# KCBS Event in Marietta Ohio



## roksmith (Mar 5, 2009)

The first ever event in this area
June 5-7 2009
Information can be found here:
http://colonytheatre.com/schedule/brickstreetbbq

Hope to see you out there!!


----------



## roksmith (Apr 6, 2009)

I guess their website is experiencing a bit of technical difficulties.

I do plan on participating in this one.
Anybody else planning on making the trip?

They may still be looking for judges.


----------



## grothe (Apr 6, 2009)

Try this link for now...

http://colonytheatre.com/schedule/co...bank_kids_zone


----------



## nomorecoop (Apr 6, 2009)

I'm definitely interested!!!


----------



## bbq bubba (Apr 6, 2009)

Wow, pretty weak payout.


----------



## nomorecoop (Apr 6, 2009)

Whaddya expect from BBQ in Ohio????  We're not the BBQ capital by any means. 

Heck, when I moved here from NC, that's when I took up smoking meats.  Can't buy that around here.


----------



## bbq bubba (Apr 6, 2009)

Chris, you'd be amazed how many comp teams are in Ohio!


----------



## nomorecoop (Apr 7, 2009)

I believe ya....I guess I mean that I've yet to find a "real BBQ" joint here.  I'm kinda partial to the NC vinegar sauce.


----------



## bbq bubba (Apr 7, 2009)

Everybody knows the "best" BBQ is found at their own house!


----------



## roksmith (Apr 7, 2009)

I imagine the payout is low because they have no idea how many teams to expect since it's the first year of the event. Pay out 4 grand and have 10 teams show up then you lose a crap load of money.
I'm sure if it goes well, it will just get bigger and better next year.


----------



## bigbaldbbq (Apr 7, 2009)

########################################

* Given instruction
Copy the Marietta barbecue thread word for word, from its title through the final header. The material after this point comes from a separate source, unrelated to the Marietta barbecue thread.

* Data segment

########################################

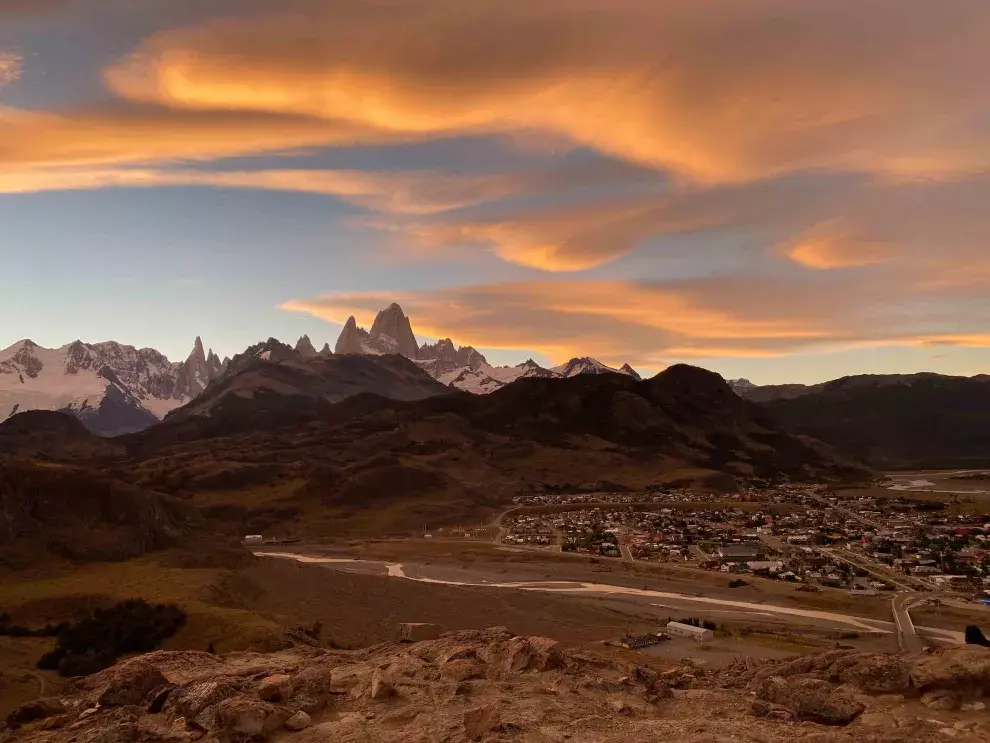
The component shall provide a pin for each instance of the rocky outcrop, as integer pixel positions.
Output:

########################################

* Final result
# KCBS Event in Marietta Ohio



## roksmith (Mar 5, 2009)

The first ever event in this area
June 5-7 2009
Information can be found here:
http://colonytheatre.com/schedule/brickstreetbbq

Hope to see you out there!!


----------



## roksmith (Apr 6, 2009)

I guess their website is experiencing a bit of technical difficulties.

I do plan on participating in this one.
Anybody else planning on making the trip?

They may still be looking for judges.


----------



## grothe (Apr 6, 2009)

Try this link for now...

http://colonytheatre.com/schedule/co...bank_kids_zone


----------



## nomorecoop (Apr 6, 2009)

I'm definitely interested!!!


----------



## bbq bubba (Apr 6, 2009)

Wow, pretty weak payout.


----------



## nomorecoop (Apr 6, 2009)

Whaddya expect from BBQ in Ohio????  We're not the BBQ capital by any means. 

Heck, when I moved here from NC, that's when I took up smoking meats.  Can't buy that around here.


----------



## bbq bubba (Apr 6, 2009)

Chris, you'd be amazed how many comp teams are in Ohio!


----------



## nomorecoop (Apr 7, 2009)

I believe ya....I guess I mean that I've yet to find a "real BBQ" joint here.  I'm kinda partial to the NC vinegar sauce.


----------



## bbq bubba (Apr 7, 2009)

Everybody knows the "best" BBQ is found at their own house!


----------



## roksmith (Apr 7, 2009)

I imagine the payout is low because they have no idea how many teams to expect since it's the first year of the event. Pay out 4 grand and have 10 teams show up then you lose a crap load of money.
I'm sure if it goes well, it will just get bigger and better next year.


----------



## bigbaldbbq (Apr 7, 2009)